START ENTRIES SUPPLIED

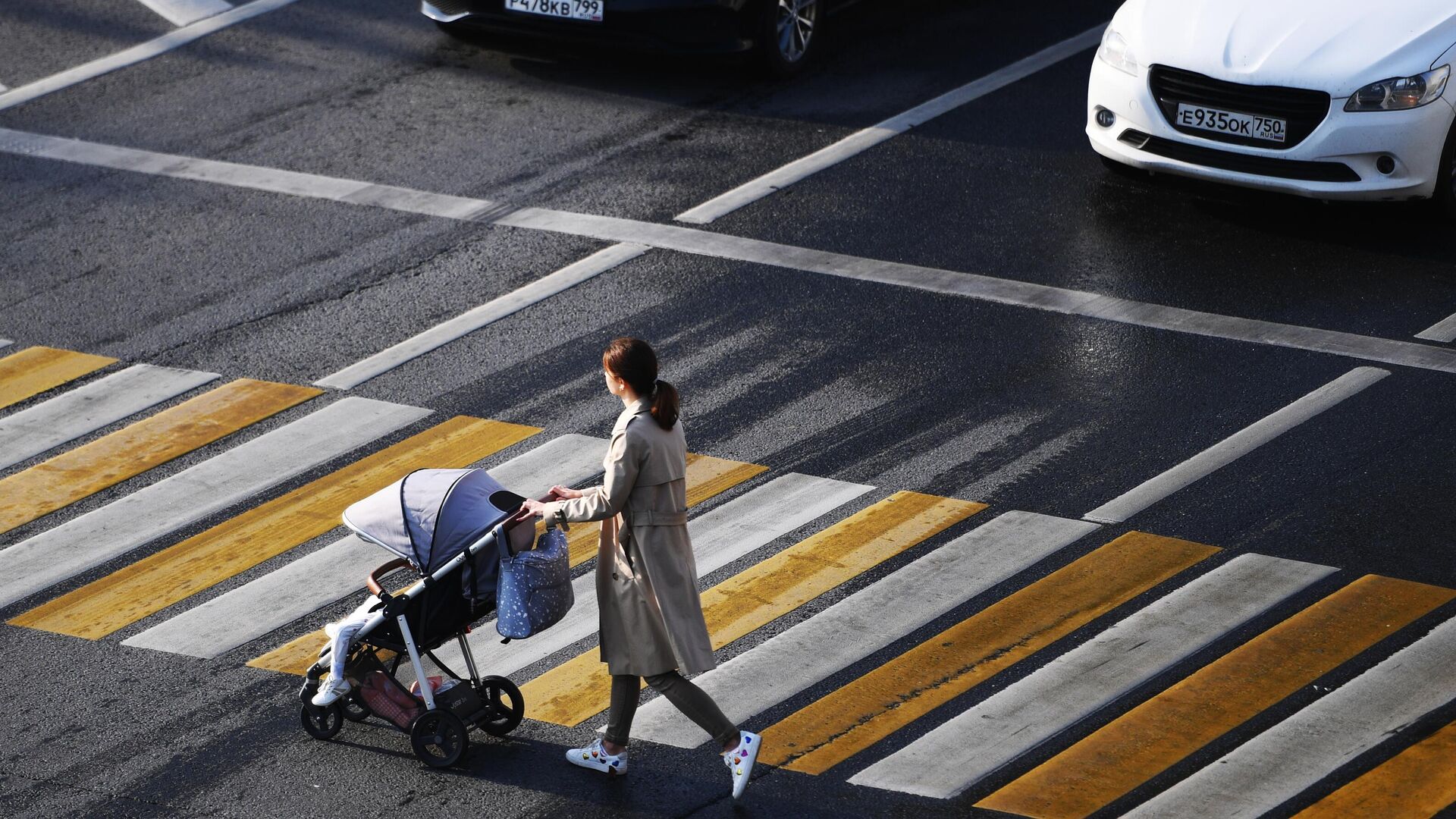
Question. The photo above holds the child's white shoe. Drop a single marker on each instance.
(331, 689)
(740, 761)
(598, 758)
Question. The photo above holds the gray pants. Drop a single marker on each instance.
(692, 701)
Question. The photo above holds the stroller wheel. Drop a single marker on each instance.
(354, 708)
(504, 706)
(322, 723)
(438, 738)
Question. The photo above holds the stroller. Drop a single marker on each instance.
(444, 523)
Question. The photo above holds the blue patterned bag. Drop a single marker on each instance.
(533, 591)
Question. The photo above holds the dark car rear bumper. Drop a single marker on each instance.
(701, 27)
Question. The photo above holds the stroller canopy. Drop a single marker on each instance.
(433, 515)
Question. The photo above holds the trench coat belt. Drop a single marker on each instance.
(648, 518)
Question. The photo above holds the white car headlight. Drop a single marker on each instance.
(1401, 93)
(1116, 53)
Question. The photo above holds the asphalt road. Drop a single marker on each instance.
(893, 387)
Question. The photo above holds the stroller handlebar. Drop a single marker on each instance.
(520, 516)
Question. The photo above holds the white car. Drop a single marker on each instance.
(1335, 99)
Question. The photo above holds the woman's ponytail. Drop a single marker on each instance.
(664, 404)
(634, 362)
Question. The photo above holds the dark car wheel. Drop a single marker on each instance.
(1445, 199)
(789, 33)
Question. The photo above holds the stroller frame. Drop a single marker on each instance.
(440, 733)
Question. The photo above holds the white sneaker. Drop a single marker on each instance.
(331, 689)
(740, 761)
(598, 758)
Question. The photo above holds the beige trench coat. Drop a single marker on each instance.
(647, 576)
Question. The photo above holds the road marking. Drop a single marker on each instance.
(867, 621)
(940, 670)
(484, 315)
(338, 569)
(187, 12)
(88, 409)
(1298, 752)
(166, 506)
(1235, 447)
(859, 142)
(1088, 678)
(137, 53)
(131, 450)
(36, 369)
(1218, 698)
(720, 537)
(717, 245)
(1414, 784)
(707, 477)
(1443, 330)
(579, 689)
(262, 532)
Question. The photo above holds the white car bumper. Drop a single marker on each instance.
(1411, 139)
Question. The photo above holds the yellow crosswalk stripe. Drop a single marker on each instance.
(874, 706)
(1414, 784)
(175, 573)
(36, 369)
(707, 477)
(131, 450)
(759, 595)
(1218, 698)
(294, 656)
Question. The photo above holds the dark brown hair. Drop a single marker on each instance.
(634, 362)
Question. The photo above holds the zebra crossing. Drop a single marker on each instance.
(948, 553)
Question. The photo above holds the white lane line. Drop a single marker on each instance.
(720, 537)
(187, 12)
(862, 140)
(702, 242)
(133, 521)
(91, 407)
(1443, 330)
(867, 621)
(338, 570)
(484, 315)
(1235, 447)
(1298, 752)
(137, 53)
(1094, 675)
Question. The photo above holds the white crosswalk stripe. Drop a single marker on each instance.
(720, 537)
(867, 621)
(187, 12)
(91, 407)
(111, 531)
(979, 741)
(338, 569)
(1298, 752)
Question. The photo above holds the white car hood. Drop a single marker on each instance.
(1334, 46)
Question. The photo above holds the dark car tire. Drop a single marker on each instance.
(783, 50)
(1445, 200)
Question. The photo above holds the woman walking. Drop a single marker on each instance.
(647, 579)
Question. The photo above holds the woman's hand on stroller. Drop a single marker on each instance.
(565, 493)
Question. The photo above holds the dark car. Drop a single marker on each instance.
(783, 34)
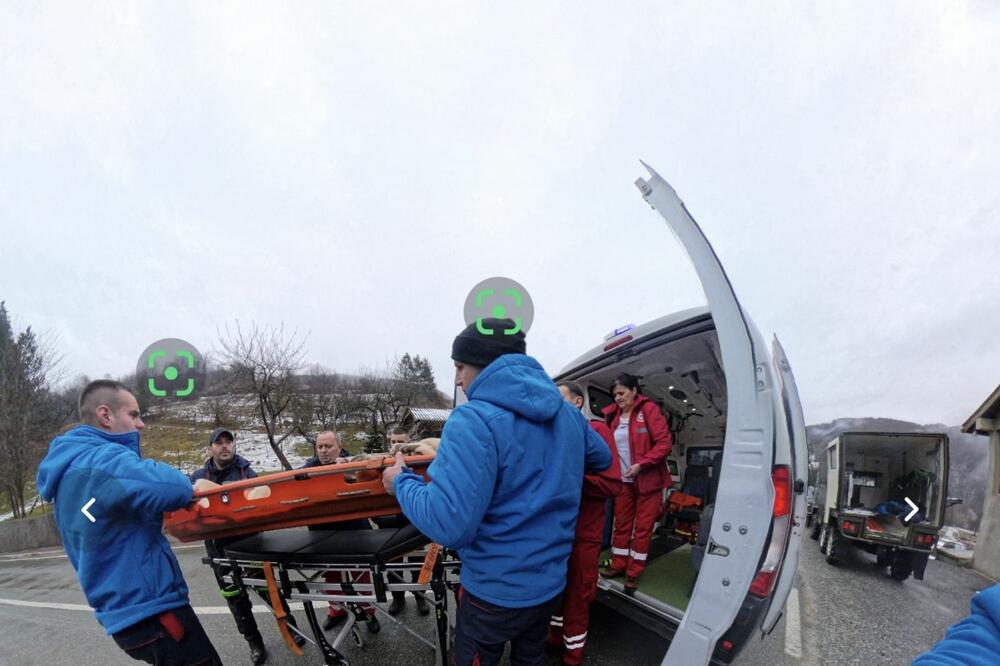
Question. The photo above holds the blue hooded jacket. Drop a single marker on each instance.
(506, 483)
(975, 641)
(125, 565)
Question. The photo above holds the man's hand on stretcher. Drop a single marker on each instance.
(390, 473)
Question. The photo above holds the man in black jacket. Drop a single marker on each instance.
(329, 452)
(225, 466)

END ENTRIES SUPPLIED

» WHAT THE TASK REQUIRES: Please write out all of the data verbatim, with no pictures in the copy.

» ANSWER BOX:
Question. The photo above holds the child's white shoe. Drop a single marker on each instance.
(331, 689)
(740, 761)
(598, 758)
Question. The photo above holds the gray pants. Drop a single marker on each instance.
(692, 701)
Question. The photo above holds the stroller wheel. Drop a single marker on each instance.
(354, 708)
(504, 706)
(322, 723)
(438, 738)
Question. The photo above holds the stroller. Drop a single marker on each instance.
(444, 523)
Question. The photo above holds the blue patterned bag. Drop a single marker on each instance.
(533, 591)
Question. The photo above holds the dark car rear bumper. Drop a single marker on each instance.
(701, 27)
Question. The photo above holds the stroller canopy. Drop a single marker on each instance.
(433, 515)
Question. The photo above holds the trench coat belt. Drop a single marker on each instance.
(648, 518)
Question. The photo above holds the white car headlight. Drop a single marker on each instance.
(1401, 93)
(1116, 53)
Question. The photo above holds the asphalt road. Drop a single marker on each instance.
(893, 387)
Question. The photo above holds the stroller handlebar. Drop a single marker on each instance.
(520, 516)
Question. The photo above holds the white car. Drop a single marker on each instance.
(1335, 99)
Question. The photo above holds the woman's ponytail. Drop a single marker on each instance.
(664, 404)
(634, 362)
Question. The photo above holds the dark car wheel. Drop a single marker on each instance.
(1445, 199)
(789, 33)
Question. The photo above holds the stroller frame. Drop a single marker on each instance.
(440, 733)
Question. The photo above holds the white sneaker. Drop a single marker on each instance.
(331, 689)
(740, 761)
(598, 758)
Question. The photo above holds the beige trench coat. Drop a single marker on each instance.
(647, 576)
Question. The photo above holds the road marking. Drop a single marker on each instance.
(867, 621)
(940, 670)
(484, 315)
(338, 569)
(187, 12)
(88, 409)
(1298, 752)
(166, 506)
(1235, 447)
(859, 142)
(1088, 678)
(137, 53)
(131, 450)
(36, 369)
(1218, 698)
(720, 537)
(717, 245)
(1414, 784)
(707, 477)
(1443, 330)
(579, 689)
(262, 532)
Question. The photo above holds the white car bumper. Drop a single marker on each instance.
(1411, 139)
Question. The photo above holds the yellow crosswalk stripe. Drop a single marker on each instance.
(874, 706)
(1414, 784)
(175, 573)
(36, 369)
(707, 477)
(131, 450)
(759, 595)
(1218, 698)
(294, 656)
Question. The photo above holds the dark brown hair. Drop a single marker on each instance.
(634, 362)
Question. The photo above holds the zebra crossing. Drop a single marker on each instance.
(948, 553)
Question. The photo above holds the white lane line. Drop a single marker on each instance.
(720, 537)
(187, 12)
(862, 140)
(702, 242)
(133, 521)
(91, 407)
(1443, 330)
(867, 621)
(338, 570)
(484, 315)
(1235, 447)
(1298, 752)
(137, 53)
(1094, 675)
Question. The photo above holds the white crosswalk stripe. Drop a single marker on each instance.
(720, 537)
(867, 621)
(187, 12)
(91, 407)
(111, 531)
(979, 741)
(338, 569)
(1298, 752)
Question. The photo above holds the white car hood. Drop a single marker on each instance.
(1334, 46)
Question. The photo above holds the dark car tire. Drop a single marker on each instance.
(783, 50)
(1445, 200)
Question. The photo above holds the woman walking. Drop a single marker on each instance.
(647, 579)
Question. The photo above holds the woman's hand on stroller. Drop a single marker on each instance.
(565, 493)
Question. The photo above holds the dark car. Drop a single marker on each instance.
(783, 34)
Question. The photo above holds the blue hooded jacket. Drop a single marker on each instance.
(506, 483)
(975, 641)
(125, 565)
Question. The photo above holds the man's hand on stretcher. Drop a single marker on each instance.
(390, 473)
Question. The photo above holds the man in black jacket. Drop a single marker on each instance.
(329, 452)
(225, 466)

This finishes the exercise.